[Passage to read — start]

Judge: Nevada Supreme Court will make next execution ruling
LAS VEGAS (AP) — A Nevada judge whose order blocking one of three drugs from a never-before-tried lethal injection protocol stalled the state’s first scheduled execution in 11 years said Tuesday the next ruling in the case will be by the state’s highest court.
Clark County District Court Judge Jennifer Togliatti told state and local prosecutors pushing for the execution and a team of federal public defenders representing Scott Raymond Dozier that she’s done with arguments until the Nevada Supreme Court reviews her decision not to allow the use of the muscle paralytic drug cisatracurium.
Togliatti canceled a Jan. 17 hearing that had she had set. The seven-member Supreme Court didn’t immediately schedule a hearing on a 52-page appeal filed Friday by state Attorney General Adam Laxalt’s office.
State prisons officials want to follow high intravenous doses of the sedative diazepam, commonly known as Valium, and the painkiller fentanyl, a powerful opioid blamed for overdose deaths nationwide, with the paralytic. None of the drugs has been used before in an execution in any state.
Togliatti said she knows the Nevada ruling will be closely watched. Other states have struggled in recent years to identify and obtain drugs from pharmaceutical companies that don’t want their products used for the death penalty.
Nebraska, for example, recently proposed using the same diazepam-fentanyl-cisatracurium protocol as Nevada, while adding potassium chloride to stop the heart for a yet-to-be scheduled execution next year.

[Passage to read — finish]

Exercise tasks:
**a)** In the article on the Nevada execution ruling, print the passage from "Judge: Nevada Supreme" up to and including "paralytic drug cisatracurium.".
**b)** According to the Nevada execution article, which drug did Judge Togliatti decide not to allow?
**c)** Pick up the news article on the Nevada execution ruling after its last sentence and continue it.

[Information — start]

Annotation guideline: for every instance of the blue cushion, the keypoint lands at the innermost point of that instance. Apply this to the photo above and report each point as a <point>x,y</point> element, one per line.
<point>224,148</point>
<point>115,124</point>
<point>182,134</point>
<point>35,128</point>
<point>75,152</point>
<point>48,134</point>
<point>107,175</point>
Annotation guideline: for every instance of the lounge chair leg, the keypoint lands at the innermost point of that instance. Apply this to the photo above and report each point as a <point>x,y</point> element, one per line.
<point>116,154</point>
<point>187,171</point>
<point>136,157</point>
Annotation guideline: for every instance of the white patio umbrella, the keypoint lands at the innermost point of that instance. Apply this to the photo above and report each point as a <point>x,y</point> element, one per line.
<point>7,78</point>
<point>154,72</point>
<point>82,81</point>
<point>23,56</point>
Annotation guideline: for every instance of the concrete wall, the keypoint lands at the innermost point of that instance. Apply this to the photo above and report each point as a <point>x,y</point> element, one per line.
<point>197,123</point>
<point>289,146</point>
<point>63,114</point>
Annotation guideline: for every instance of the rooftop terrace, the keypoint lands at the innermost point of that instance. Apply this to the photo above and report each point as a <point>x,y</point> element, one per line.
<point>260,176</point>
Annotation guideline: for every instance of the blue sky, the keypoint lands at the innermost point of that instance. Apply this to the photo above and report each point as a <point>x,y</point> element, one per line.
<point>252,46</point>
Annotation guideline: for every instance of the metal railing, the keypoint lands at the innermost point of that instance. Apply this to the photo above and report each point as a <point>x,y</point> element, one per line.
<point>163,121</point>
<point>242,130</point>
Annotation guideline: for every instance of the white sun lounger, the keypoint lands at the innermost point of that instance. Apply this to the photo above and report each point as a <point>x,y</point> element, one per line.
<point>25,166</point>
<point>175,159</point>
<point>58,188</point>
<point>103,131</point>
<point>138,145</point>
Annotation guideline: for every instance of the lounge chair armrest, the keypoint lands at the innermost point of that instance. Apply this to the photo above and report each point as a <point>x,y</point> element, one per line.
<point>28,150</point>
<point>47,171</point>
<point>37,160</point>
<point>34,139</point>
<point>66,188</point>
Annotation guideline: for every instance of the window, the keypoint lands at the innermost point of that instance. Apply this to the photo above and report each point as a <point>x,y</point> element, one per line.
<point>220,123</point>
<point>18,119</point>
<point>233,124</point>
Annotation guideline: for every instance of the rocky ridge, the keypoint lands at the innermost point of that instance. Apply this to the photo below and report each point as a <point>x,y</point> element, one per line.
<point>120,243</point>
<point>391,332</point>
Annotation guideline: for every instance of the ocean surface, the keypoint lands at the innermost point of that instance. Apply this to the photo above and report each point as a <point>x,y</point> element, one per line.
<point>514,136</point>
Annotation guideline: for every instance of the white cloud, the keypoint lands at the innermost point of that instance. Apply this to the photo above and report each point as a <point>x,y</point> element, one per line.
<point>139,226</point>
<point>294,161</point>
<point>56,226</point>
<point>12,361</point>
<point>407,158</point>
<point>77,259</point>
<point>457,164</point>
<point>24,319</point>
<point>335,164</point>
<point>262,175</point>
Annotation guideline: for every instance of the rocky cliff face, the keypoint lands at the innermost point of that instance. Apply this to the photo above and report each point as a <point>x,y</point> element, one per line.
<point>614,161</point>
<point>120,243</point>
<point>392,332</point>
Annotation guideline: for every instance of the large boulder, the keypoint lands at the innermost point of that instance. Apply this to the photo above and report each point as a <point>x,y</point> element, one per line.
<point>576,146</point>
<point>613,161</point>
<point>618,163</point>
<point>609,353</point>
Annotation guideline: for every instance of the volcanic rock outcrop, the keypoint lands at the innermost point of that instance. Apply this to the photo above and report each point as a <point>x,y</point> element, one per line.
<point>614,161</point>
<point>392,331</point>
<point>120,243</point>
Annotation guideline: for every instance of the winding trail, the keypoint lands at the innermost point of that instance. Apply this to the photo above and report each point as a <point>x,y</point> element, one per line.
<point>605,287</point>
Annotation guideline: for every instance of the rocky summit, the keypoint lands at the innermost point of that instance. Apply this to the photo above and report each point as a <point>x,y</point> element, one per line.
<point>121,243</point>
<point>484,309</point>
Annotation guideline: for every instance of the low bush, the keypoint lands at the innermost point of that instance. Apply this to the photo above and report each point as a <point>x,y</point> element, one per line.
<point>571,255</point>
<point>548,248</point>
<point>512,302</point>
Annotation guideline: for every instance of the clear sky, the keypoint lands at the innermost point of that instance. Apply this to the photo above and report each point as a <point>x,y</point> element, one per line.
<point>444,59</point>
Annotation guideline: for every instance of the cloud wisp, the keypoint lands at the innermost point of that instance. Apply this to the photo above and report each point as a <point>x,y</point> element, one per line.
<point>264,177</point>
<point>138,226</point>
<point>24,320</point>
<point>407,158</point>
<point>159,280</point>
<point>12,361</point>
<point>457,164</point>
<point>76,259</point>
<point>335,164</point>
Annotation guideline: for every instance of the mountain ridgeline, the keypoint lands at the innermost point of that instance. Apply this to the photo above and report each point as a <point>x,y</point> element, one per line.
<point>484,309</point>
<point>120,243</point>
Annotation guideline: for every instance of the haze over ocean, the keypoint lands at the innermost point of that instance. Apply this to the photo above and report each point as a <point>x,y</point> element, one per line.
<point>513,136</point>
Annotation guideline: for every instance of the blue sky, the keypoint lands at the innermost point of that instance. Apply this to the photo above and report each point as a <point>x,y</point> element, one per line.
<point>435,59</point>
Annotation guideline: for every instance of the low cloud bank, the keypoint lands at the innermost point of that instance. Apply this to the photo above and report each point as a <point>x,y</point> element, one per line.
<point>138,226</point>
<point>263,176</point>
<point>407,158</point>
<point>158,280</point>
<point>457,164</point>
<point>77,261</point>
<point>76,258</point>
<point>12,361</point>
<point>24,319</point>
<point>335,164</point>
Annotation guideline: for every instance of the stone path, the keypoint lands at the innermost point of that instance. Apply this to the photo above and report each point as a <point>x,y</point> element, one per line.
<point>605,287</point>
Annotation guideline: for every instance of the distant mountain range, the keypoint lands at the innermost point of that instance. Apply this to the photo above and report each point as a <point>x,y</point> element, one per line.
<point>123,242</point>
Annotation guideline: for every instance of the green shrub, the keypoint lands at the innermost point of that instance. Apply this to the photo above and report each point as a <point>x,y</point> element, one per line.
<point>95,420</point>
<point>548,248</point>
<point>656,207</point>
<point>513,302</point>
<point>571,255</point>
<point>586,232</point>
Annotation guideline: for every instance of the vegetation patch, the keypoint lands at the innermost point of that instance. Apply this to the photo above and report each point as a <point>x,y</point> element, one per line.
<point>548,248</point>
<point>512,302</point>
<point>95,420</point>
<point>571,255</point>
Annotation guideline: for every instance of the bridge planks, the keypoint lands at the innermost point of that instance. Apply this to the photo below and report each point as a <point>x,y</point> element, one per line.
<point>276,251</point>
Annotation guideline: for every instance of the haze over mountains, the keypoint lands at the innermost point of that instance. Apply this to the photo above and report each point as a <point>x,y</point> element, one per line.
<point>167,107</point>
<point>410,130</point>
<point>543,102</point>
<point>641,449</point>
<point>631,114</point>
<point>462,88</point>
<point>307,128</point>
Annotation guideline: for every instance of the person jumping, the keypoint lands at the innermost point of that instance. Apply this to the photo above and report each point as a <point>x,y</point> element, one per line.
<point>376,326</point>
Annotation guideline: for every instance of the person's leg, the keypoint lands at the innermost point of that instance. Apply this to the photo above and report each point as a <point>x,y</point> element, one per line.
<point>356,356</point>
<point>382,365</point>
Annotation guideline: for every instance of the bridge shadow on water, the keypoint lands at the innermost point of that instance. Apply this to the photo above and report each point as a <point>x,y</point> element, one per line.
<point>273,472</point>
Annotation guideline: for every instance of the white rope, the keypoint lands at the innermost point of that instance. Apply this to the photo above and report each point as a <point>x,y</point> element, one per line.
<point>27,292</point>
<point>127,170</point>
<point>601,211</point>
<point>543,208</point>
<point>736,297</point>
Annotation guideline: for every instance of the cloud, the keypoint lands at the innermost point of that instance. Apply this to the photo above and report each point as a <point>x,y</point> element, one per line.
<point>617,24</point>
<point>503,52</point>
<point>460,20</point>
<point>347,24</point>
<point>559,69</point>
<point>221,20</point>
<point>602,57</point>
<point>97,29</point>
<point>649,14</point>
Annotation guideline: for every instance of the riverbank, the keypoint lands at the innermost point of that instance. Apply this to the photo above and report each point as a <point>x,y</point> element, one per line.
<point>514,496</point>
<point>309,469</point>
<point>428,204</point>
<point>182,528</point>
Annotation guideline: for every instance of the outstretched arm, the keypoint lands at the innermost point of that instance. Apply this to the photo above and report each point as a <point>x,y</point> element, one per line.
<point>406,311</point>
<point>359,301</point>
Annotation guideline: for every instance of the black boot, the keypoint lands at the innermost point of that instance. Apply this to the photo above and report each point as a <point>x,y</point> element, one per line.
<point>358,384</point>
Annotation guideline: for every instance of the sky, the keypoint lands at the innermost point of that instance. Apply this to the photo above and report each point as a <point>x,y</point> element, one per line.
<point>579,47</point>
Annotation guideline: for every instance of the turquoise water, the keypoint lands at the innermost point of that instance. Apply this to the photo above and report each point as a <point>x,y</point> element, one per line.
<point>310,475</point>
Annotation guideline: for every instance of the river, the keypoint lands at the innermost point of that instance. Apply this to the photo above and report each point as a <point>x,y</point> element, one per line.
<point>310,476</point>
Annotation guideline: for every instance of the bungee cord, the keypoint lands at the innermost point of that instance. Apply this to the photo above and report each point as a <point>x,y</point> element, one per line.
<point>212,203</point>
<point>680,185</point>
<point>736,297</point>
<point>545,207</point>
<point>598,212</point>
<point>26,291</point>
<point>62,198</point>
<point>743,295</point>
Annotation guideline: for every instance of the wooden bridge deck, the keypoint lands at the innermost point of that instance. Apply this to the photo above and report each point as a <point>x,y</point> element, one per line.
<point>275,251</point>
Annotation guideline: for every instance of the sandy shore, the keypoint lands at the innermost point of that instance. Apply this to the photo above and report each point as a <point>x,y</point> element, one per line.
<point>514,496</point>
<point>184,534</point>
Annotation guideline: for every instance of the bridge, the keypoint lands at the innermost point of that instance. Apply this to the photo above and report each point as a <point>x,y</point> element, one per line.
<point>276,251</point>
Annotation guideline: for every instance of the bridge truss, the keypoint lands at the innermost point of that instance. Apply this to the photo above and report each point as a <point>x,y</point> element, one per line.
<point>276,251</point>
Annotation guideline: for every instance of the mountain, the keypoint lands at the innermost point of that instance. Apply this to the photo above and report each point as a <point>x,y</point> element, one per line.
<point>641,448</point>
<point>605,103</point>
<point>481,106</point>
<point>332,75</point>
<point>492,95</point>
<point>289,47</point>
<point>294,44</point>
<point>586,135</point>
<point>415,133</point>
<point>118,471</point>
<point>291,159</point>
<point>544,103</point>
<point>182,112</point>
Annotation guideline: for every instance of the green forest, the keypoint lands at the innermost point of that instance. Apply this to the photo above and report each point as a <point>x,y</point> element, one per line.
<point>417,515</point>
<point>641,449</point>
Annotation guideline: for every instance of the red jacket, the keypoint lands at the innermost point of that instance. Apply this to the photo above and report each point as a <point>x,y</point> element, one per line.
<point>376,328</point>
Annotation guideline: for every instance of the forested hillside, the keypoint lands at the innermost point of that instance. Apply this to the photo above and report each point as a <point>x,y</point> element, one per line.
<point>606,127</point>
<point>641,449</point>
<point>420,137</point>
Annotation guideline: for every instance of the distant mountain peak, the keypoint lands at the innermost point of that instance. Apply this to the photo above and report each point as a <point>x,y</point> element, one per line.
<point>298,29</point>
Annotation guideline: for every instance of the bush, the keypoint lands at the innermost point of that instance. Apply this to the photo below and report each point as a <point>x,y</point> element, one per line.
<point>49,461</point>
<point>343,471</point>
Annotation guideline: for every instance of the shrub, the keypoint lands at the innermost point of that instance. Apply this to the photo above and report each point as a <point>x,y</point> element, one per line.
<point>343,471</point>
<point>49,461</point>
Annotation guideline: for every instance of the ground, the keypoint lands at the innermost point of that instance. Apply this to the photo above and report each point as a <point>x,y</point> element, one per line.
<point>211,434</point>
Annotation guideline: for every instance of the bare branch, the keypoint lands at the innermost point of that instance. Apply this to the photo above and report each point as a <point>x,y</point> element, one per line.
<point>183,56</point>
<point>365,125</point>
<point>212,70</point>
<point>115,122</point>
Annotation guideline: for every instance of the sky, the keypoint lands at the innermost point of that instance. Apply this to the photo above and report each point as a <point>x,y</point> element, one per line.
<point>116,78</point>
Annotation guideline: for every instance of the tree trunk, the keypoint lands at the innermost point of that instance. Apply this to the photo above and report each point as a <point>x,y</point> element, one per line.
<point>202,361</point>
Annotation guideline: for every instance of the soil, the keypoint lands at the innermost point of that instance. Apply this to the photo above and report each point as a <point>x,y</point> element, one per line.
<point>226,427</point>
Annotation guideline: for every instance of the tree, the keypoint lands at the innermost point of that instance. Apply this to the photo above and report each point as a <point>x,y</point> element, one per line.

[Information — finish]

Responses:
**a)**
Judge: Nevada Supreme Court will make next execution ruling
LAS VEGAS (AP) — A Nevada judge whose order blocking one of three drugs from a never-before-tried lethal injection protocol stalled the state’s first scheduled execution in 11 years said Tuesday the next ruling in the case will be by the state’s highest court.
Clark County District Court Judge Jennifer Togliatti told state and local prosecutors pushing for the execution and a team of federal public defenders representing Scott Raymond Dozier that she’s done with arguments until the Nevada Supreme Court reviews her decision not to allow the use of the muscle paralytic drug cisatracurium.

**b)** The muscle paralytic drug cisatracurium.

**c)**
“There are other executions, presumably, that will go forth in this state,” Togliatti said in Las Vegas. “This is a new protocol that seems to me may be one that may be a viable one for this state and other states in the future. I’m going to ask you to go forth to the Supreme Court ... and if they direct me to have evidentiary hearings, I will.”
Dozier, a 47-year-old twice-convicted murderer whose Nov. 14 execution was canceled, insists he wants his sentence carried out. He did not appear in person or by video from Ely State Prison for Tuesday’s procedural hearing.
“Clearly, Mr. Dozier is signing up for a medical experiment,” said Dr. Jonathan Groner, a Columbus, Ohio, surgeon and lethal injection expert. He has said combining diazepam and fentanyl could induce vomiting or other complications, while the paralytic could disguise any suffering the inmate might experience.
Cisatracurium would prevent muscle movement including the diaphragm, and ensure that breathing stops, according to Dr. John DiMuro, an anesthesiologist who developed the protocol before quitting as Nevada’s top doctor in October.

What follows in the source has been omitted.